— Begin DATA FOR THE TASK —

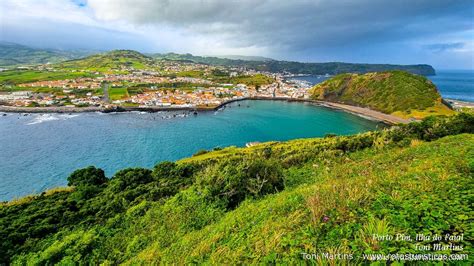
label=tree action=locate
[67,166,108,187]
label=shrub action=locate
[67,166,107,186]
[111,168,153,191]
[197,156,284,208]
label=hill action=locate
[55,50,155,72]
[311,71,453,118]
[0,113,474,265]
[0,43,436,76]
[154,53,436,76]
[212,55,275,62]
[0,42,92,67]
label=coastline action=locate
[0,97,410,125]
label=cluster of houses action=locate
[0,62,309,107]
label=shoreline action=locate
[0,97,411,125]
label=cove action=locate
[0,100,383,201]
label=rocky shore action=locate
[0,97,410,125]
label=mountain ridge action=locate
[0,44,436,76]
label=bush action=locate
[111,168,153,191]
[197,157,284,208]
[193,150,209,157]
[67,166,108,187]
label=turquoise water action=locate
[294,70,474,102]
[0,101,379,200]
[428,70,474,102]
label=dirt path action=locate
[318,101,411,124]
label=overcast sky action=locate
[0,0,474,69]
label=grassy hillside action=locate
[56,50,154,72]
[311,71,453,118]
[0,43,91,67]
[0,113,474,264]
[151,53,436,76]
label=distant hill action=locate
[55,50,155,72]
[311,71,452,118]
[150,53,436,76]
[215,55,275,62]
[0,43,436,76]
[0,113,474,265]
[0,42,92,68]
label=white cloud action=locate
[0,0,474,68]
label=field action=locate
[0,70,95,87]
[312,71,454,119]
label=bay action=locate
[0,101,381,201]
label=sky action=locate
[0,0,474,69]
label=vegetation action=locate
[109,87,129,101]
[55,50,155,72]
[0,113,474,264]
[311,71,454,118]
[0,70,95,85]
[0,43,91,67]
[151,53,435,76]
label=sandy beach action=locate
[0,97,410,125]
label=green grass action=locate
[109,88,129,101]
[0,114,474,264]
[312,71,454,118]
[54,50,154,73]
[0,70,95,85]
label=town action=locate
[0,62,310,108]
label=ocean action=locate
[293,70,474,102]
[0,101,382,201]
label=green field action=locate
[312,71,454,118]
[109,88,130,101]
[0,70,95,87]
[0,113,474,265]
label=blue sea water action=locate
[0,101,380,201]
[428,70,474,102]
[293,70,474,102]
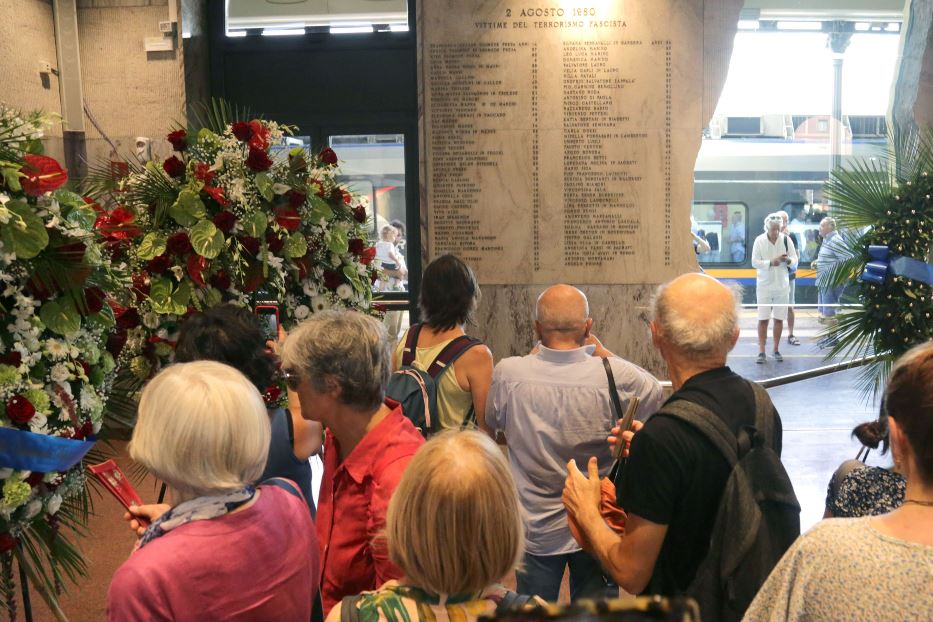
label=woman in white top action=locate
[745,341,933,621]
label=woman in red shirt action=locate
[107,361,320,622]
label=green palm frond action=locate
[188,97,255,134]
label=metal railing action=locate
[661,354,881,389]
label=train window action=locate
[327,134,409,292]
[690,201,748,264]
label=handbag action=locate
[567,357,626,550]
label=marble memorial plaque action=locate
[419,0,706,284]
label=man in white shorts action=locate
[752,214,797,363]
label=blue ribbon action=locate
[0,428,96,473]
[859,245,933,285]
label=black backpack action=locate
[658,382,800,621]
[386,324,482,437]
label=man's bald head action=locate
[535,284,592,347]
[652,273,739,365]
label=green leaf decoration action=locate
[310,194,334,223]
[188,220,224,259]
[254,173,275,201]
[136,231,167,261]
[65,202,97,231]
[284,231,308,259]
[39,296,81,336]
[240,212,269,238]
[168,189,207,227]
[327,227,350,255]
[0,201,49,259]
[149,277,191,315]
[204,287,223,307]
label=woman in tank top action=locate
[392,255,493,430]
[175,304,323,516]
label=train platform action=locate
[728,308,876,530]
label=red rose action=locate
[186,255,209,287]
[84,287,107,313]
[262,384,282,404]
[237,236,259,257]
[19,153,68,197]
[0,533,18,553]
[249,119,269,151]
[319,147,337,166]
[210,270,230,291]
[324,270,343,290]
[213,210,236,235]
[348,238,366,256]
[285,190,308,207]
[246,147,272,173]
[194,162,216,184]
[146,253,172,275]
[204,186,230,207]
[165,231,191,256]
[166,130,188,151]
[117,309,139,330]
[266,231,285,253]
[0,350,23,367]
[162,156,185,177]
[6,395,36,423]
[275,205,301,231]
[230,121,253,142]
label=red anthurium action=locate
[6,395,36,423]
[360,246,376,266]
[275,205,301,231]
[187,254,210,287]
[19,153,68,197]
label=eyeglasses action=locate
[282,369,301,391]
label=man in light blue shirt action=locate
[486,285,662,601]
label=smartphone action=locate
[256,303,279,341]
[87,460,149,527]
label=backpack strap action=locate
[427,335,483,380]
[340,594,363,622]
[402,324,421,367]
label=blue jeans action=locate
[515,551,619,602]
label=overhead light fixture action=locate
[777,22,823,31]
[330,23,373,35]
[262,28,305,37]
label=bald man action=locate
[564,274,781,617]
[486,285,661,601]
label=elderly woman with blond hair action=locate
[327,431,527,622]
[107,361,320,622]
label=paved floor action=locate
[729,310,876,529]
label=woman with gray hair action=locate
[282,311,424,614]
[107,361,320,622]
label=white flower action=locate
[23,499,42,520]
[45,493,62,516]
[45,339,69,359]
[143,311,162,329]
[49,363,71,383]
[337,283,353,300]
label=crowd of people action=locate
[107,256,933,622]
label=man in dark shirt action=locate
[563,274,781,595]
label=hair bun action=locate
[852,421,887,449]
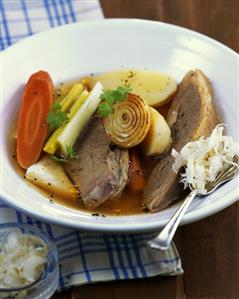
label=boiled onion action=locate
[104,94,151,148]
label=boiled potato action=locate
[90,70,177,107]
[25,156,77,199]
[141,107,171,156]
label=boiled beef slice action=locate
[143,70,218,212]
[65,118,129,209]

— End DATA FOR THE TASK —

Copy all of the items above word for word, leaving the pictures out.

### EXERCISE RESULT
label=tree action=locate
[67,166,108,187]
label=shrub action=locate
[67,166,107,186]
[111,168,153,191]
[197,156,284,208]
label=hill action=locate
[55,50,155,72]
[311,71,453,118]
[0,113,474,265]
[0,43,436,76]
[154,53,436,76]
[212,55,275,62]
[0,42,92,67]
label=coastline action=locate
[0,97,410,125]
label=cluster of houses action=locate
[0,62,309,107]
label=shoreline action=locate
[0,97,411,125]
label=cove action=locate
[0,100,383,201]
label=rocky shore action=locate
[0,97,410,125]
label=mountain ridge action=locate
[0,44,436,76]
label=bush action=locate
[111,168,153,191]
[197,157,284,208]
[193,150,209,157]
[67,166,108,187]
label=turquoise water action=locate
[294,70,474,102]
[0,101,379,200]
[428,70,474,102]
label=dirt path action=locate
[318,101,411,124]
label=overcast sky action=locate
[0,0,474,69]
label=grassy hillside action=locate
[56,50,154,72]
[311,71,453,118]
[0,43,91,67]
[0,113,474,264]
[151,53,436,76]
label=distant hill action=locate
[55,50,155,72]
[311,71,452,118]
[150,53,436,76]
[215,55,275,62]
[0,43,436,76]
[0,113,474,265]
[0,42,92,68]
label=white cloud action=locate
[0,0,474,68]
label=field action=locate
[0,70,95,87]
[312,71,454,119]
label=bay action=locate
[0,101,381,201]
label=sky action=locate
[0,0,474,69]
label=vegetation action=locate
[109,87,129,101]
[55,50,155,72]
[0,113,474,264]
[311,71,454,118]
[0,70,95,85]
[0,43,91,67]
[151,53,435,76]
label=sandy beach action=locate
[0,97,410,125]
label=green grass action=locate
[109,88,129,101]
[0,114,474,264]
[312,71,454,118]
[54,50,154,73]
[0,70,95,85]
label=town action=locate
[0,62,310,108]
label=ocean action=locate
[293,70,474,102]
[0,101,382,201]
label=green field action=locate
[312,71,454,118]
[109,88,130,101]
[0,70,95,87]
[0,113,474,265]
label=blue sea water action=locate
[0,101,380,201]
[428,70,474,102]
[293,70,474,102]
label=woman in white top action=locate
[745,341,933,621]
label=woman in red shirt action=locate
[107,361,320,622]
label=green palm frond action=locate
[188,97,255,134]
label=metal railing action=locate
[661,354,881,389]
label=train window action=locate
[327,134,409,292]
[690,201,748,264]
label=handbag action=locate
[567,357,626,550]
label=marble memorial plaque action=locate
[419,0,706,284]
label=man in white shorts action=locate
[752,214,797,363]
label=blue ribbon action=locate
[0,428,96,473]
[859,245,933,285]
label=black backpack action=locate
[658,382,800,621]
[386,324,482,437]
label=man's bald head action=locate
[535,284,592,347]
[652,273,739,365]
label=green leaf decoration action=locate
[310,194,334,223]
[188,220,224,259]
[254,173,275,201]
[136,231,167,261]
[65,202,97,231]
[284,231,308,259]
[39,296,81,336]
[240,212,269,238]
[168,189,207,227]
[327,227,350,255]
[0,201,49,259]
[149,277,191,315]
[204,287,223,307]
label=woman in tank top action=locate
[392,255,493,430]
[175,304,323,516]
label=train platform action=locate
[728,308,876,530]
label=red rose action=locate
[186,255,209,287]
[84,287,107,313]
[262,384,282,404]
[237,236,259,257]
[19,153,68,197]
[0,533,18,553]
[249,119,269,151]
[319,147,337,166]
[210,270,230,291]
[324,270,343,290]
[213,210,236,235]
[348,238,366,256]
[285,190,308,207]
[246,147,272,173]
[194,162,216,184]
[146,253,172,275]
[204,186,230,207]
[165,231,191,256]
[166,130,188,151]
[117,309,139,330]
[266,231,285,253]
[0,350,23,367]
[162,156,185,177]
[6,395,36,423]
[275,205,301,231]
[230,121,253,142]
label=red anthurium action=locate
[6,395,36,423]
[360,246,376,266]
[275,205,301,231]
[187,254,210,287]
[19,153,68,197]
label=eyeglasses action=locate
[282,369,301,391]
label=man in light blue shirt action=locate
[486,285,662,601]
label=smartphone action=locate
[256,303,279,341]
[87,460,149,527]
label=backpack strap action=locate
[427,335,483,380]
[340,594,363,622]
[402,324,421,367]
label=blue jeans action=locate
[515,551,619,602]
label=overhead light fixture action=locate
[777,22,823,31]
[330,23,373,35]
[262,28,305,37]
label=bald man action=locate
[564,274,781,617]
[486,285,661,601]
label=elderly woman with blond hair action=locate
[327,431,527,622]
[107,361,320,622]
label=paved floor action=locate
[729,310,876,529]
label=woman with gray hair action=locate
[282,311,424,614]
[107,361,320,622]
label=white flower action=locate
[23,499,42,520]
[45,493,62,516]
[45,339,69,359]
[143,311,162,329]
[49,363,71,383]
[337,283,353,300]
label=crowd of people action=locate
[107,256,933,622]
label=man in dark shirt action=locate
[563,274,781,595]
label=hair bun action=locate
[852,421,887,449]
label=boiled onion action=locate
[104,94,151,148]
label=boiled potato action=locate
[90,70,177,107]
[25,156,77,199]
[141,107,171,156]
label=boiled beef slice action=locate
[143,70,218,212]
[65,118,129,209]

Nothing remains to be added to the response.